» **Consegna**
Puoi proseguire l'articolo sull'autonomia del Veneto in materia di scuola, ripartendo dopo la sua ultima frase?

Corriere del Veneto (Treviso e Belluno)
Dall’ambiente alla scuola: cosa può cambiare (e i dubbi)
Dalle valutazioni di impatto ambientale, alla laguna, agli scarichi nell’ambito dell’ambiente. Dai test Invalsi per gli studenti di elementari medie e superiori, ai concorsi per i docenti e il personale in ruolo tra segreteria e ausiliari. Cosa può cambiare con l’autonomia: i punti al tavolo e le questioni che dividono.
Itest Invalsi per gli studenti di elementari medie e superiori e pure quelli che sono propedeutici all’esame di maturità; i concorsi per i docenti e il personale in ruolo tra segreteria e ausiliari; il passaggio alla Regione di tutto il personale della direzione Scolastica del Veneto; la potestà decisionale sulle scuole da accorpare e mettere in rete; i contributi alle scuole pubbliche e private.
La Regione del Veneto ha una sua idea di «buona scuola» che passa per l’autonomia. E non è un caso che alla materia abbia dedicato tre dei 66 articoli della legge. Ai quali si devono aggiungere i due sulla ricerca e l’università per le quali Palazzo Balbi rivendica la programmazione strategica su ricerca, innovazione e trasferimento tecnologico ma anche la programmazione universitaria «con particolare riferimento all’istituzione di corsi di studio anche in coerenza con le esigenze espresse dal contesto economico, produttivo e sociale veneto», il finanziamento degli atenei veneti e la valutazione del sistema universitario regionale. Dentro questa formulazione c’è anche un bella fetta della critica di Palazzo Balbi al numero chiuso di molte facoltà. Dalle aste sul quaderno al 100 e lode, insomma: tutto il percorso scolastico sarebbe made in Veneto.
Una prospettiva che se vede favorevoli in larga parte le scuole, trova qualche perplessità negli atenei, che hanno un orizzonte che guarda al mondo. «Dal punto vista tecnico, la legislazione vigente prevede che le Regioni dovrebbero già esercitare le competenze sull’organizzazione del sistema scolastico — chiarisce Danila Beltrame, dirigente dell’ufficio regionale scolastico del Miur — Ed è anche ribadito dalla Corte Costituzionale che le Regioni dovrebbero avere la gestione del personale scolastico: in questo momento il nostro ufficio svolge funzioni sull’organico delle scuole che le Regioni non riescono a gestire per mancanza di strumenti tecnico-organizzativi». E una visione più vicina
al territorio, non centralizzata sarebbe coerente non solo con la Costituzione «ma anche con l’interesse del servizio». Qualcosa che val la pena di lasciare a livello nazionale però c’è: la valutazione Invalsi. «Non credo sia interesse della Regione isolarsi dal contesto delle prove — nota Beltrame — Come Veneto emergiamo sempre e sarebbe forse opportuno dimostrare che anche con l’autonomia i livelli vengono mantenuti col confronto nazionale».

» **Dati grezzi**
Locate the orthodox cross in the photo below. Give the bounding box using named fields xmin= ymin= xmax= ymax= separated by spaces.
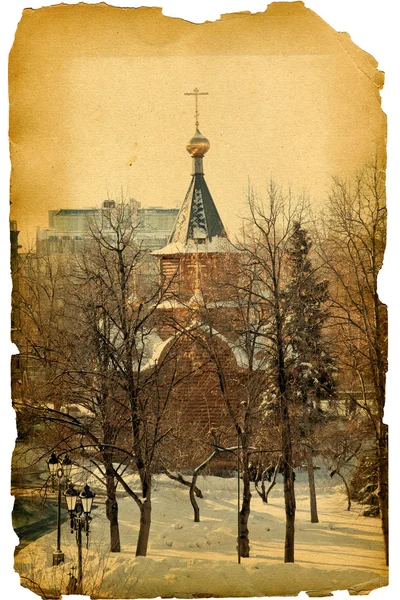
xmin=185 ymin=88 xmax=208 ymax=127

» **Esercizio svolto**
Il tema centrale di tutta la trattativa è quello degli organici delle scuole, tra pochi docenti di ruolo e di sostegno e una pletora di supplenti avventizi che tappano i buchi. «A livello ministeriale è iniziata da anni una lenta e progressiva centralizzazione al fine di controllare le risorse finanziarie e di personale — nota Concetta Franco, preside a scavalo di due istituti tecnici di Mestre, Algarotti e Gramsci —. È questo il momento di contendere per gestire risorse e non aspettare che il ministero decida e che prevalga l’esigenza del bilancio pubblico nazionale». Ma se la Regione ha la prospettiva del «Prima i Veneti» e dell’autarchia educativa, meglio riflettere: «I dipendenti vanno ancora assunti con concorsi pubblici», suggerisce la preside.
Per le università del Veneto, «autonomia e maggiori risorse» stanno bene insieme nello stesso canto ma non nello stesso endecasillabo. «La programmazione dei corsi sulla base dei trend produttivi non è sbagliata, anzi — premette il rettore dello Iuav Alberto Ferlenga — Il vero problema è chi decide: non credo debba essere l’assessore di turno. Né che le esigenze di brevetto debbano prevalere su quelle della ricerca, che è utile aziende perché è interdisciplinare e insegna la complessità».
Le Università tengono parecchio all’autonomia strappata alla politica e uno zampino della Regione nei cda avvolgerebbe all’indietro in nastro del tempo. I due nodi sono quindi governance e finanziamenti.
«È sensato che la Regione compartecipi ai processi di formazione sui corsi professionalizzati, sul modello tedesco — ribadisce il rettore di Ca’ Foscari Michele Bugliesi — Ma per il resto non penso sia percorribile la regionalizzazione in uno standard di ricerca accademica che ha riferimenti internazionali». Non sarebbe quindi gradita la valutazione delle università made in Veneto, orizzonte troppo piccolo per le ambizioni della ricerca che butta il guanto della sfida oltre l’eccellenza. Un segnale di chiusura è anche l’assenza vistosa di Palazzo Balbi al recente incontro di Berlino: molte Regioni erano presenti per raccontare l’Italia 4.0, il Veneto è stato notato per l’assenza.